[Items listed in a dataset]
+ + +
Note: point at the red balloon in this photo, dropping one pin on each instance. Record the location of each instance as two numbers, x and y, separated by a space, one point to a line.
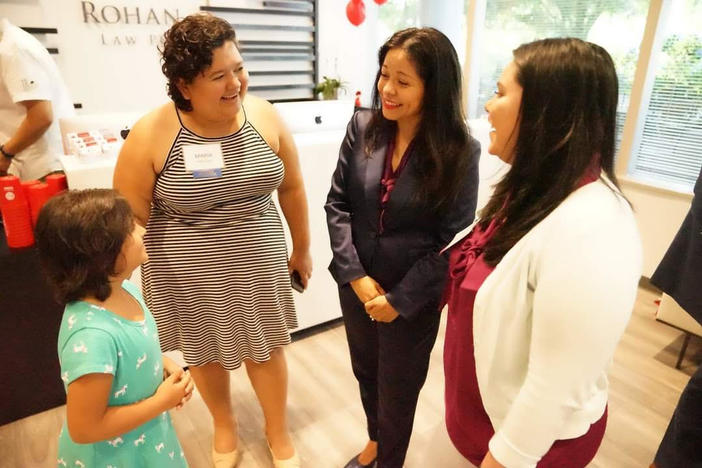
356 12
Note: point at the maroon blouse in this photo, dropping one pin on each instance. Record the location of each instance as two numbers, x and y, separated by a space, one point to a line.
468 425
390 176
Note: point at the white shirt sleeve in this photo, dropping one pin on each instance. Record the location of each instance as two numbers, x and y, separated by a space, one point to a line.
25 77
586 274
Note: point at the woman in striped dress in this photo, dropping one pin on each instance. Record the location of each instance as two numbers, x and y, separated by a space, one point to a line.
199 175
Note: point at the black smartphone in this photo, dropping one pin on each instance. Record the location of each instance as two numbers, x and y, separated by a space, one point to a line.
296 282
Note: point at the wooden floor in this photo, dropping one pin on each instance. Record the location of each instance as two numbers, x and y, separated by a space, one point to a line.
326 417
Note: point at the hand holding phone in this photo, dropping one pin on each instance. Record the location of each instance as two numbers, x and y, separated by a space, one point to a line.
296 282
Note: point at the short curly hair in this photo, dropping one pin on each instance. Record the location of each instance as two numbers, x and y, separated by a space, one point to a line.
80 234
186 50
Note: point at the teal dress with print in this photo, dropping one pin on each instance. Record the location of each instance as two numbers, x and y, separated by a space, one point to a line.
+ + +
# [Action item]
If pictures are present, they are dropped, and the entries above are written out word for word.

# [Task response]
Note: point at the red balloon in this photo, dropping one pin on each instance. Record the location of each instance as two numbers, x and y, separated by a space, one point to a line.
356 12
Note: point at the maroon blouse in this photo, dropping one pin on each instance. Record the location of each instance as two numbers, x and y, separated by a space, one point to a line.
468 425
390 176
Note: point at the white shirt sleeve in this photo, dropping one pin on each instance. Record the location of each instance as two numbers, x and y, separated by a space, one point to a line.
25 77
586 274
Note: point at the woman in striped dress in this photo, dropping one pin on each instance. Record the location of each instance as two numbers, x and y, separated by a space, one point to a line.
199 175
Note: point at the black smartphone in this photo, dropping one pin on each instance. Record the location of each instance as two numbers, x and y, separated by a space, one point to a line.
296 282
Note: point at the wooden floor in this photo, dropping one pin on each instance. Record the location of each instance as two numbers, x and y, separated by a space, one point to a line.
326 417
Note: point at the hand holding phone in this photo, dropping one pin on each instance. Record the location of each instance as two numbers, x and y, separated by a space, one point to a line.
296 282
Note: point at the short curly hair in this photo, dropping one pin on each instance. Record the location of each instance as two numbers, x and y, separated by a space, one point to a line.
80 234
186 50
Note: point at the teal dress with print in this photo, dropping one pin on each instance. Record the location of each instance as two numbers, x and y, separated by a space, one point to a line.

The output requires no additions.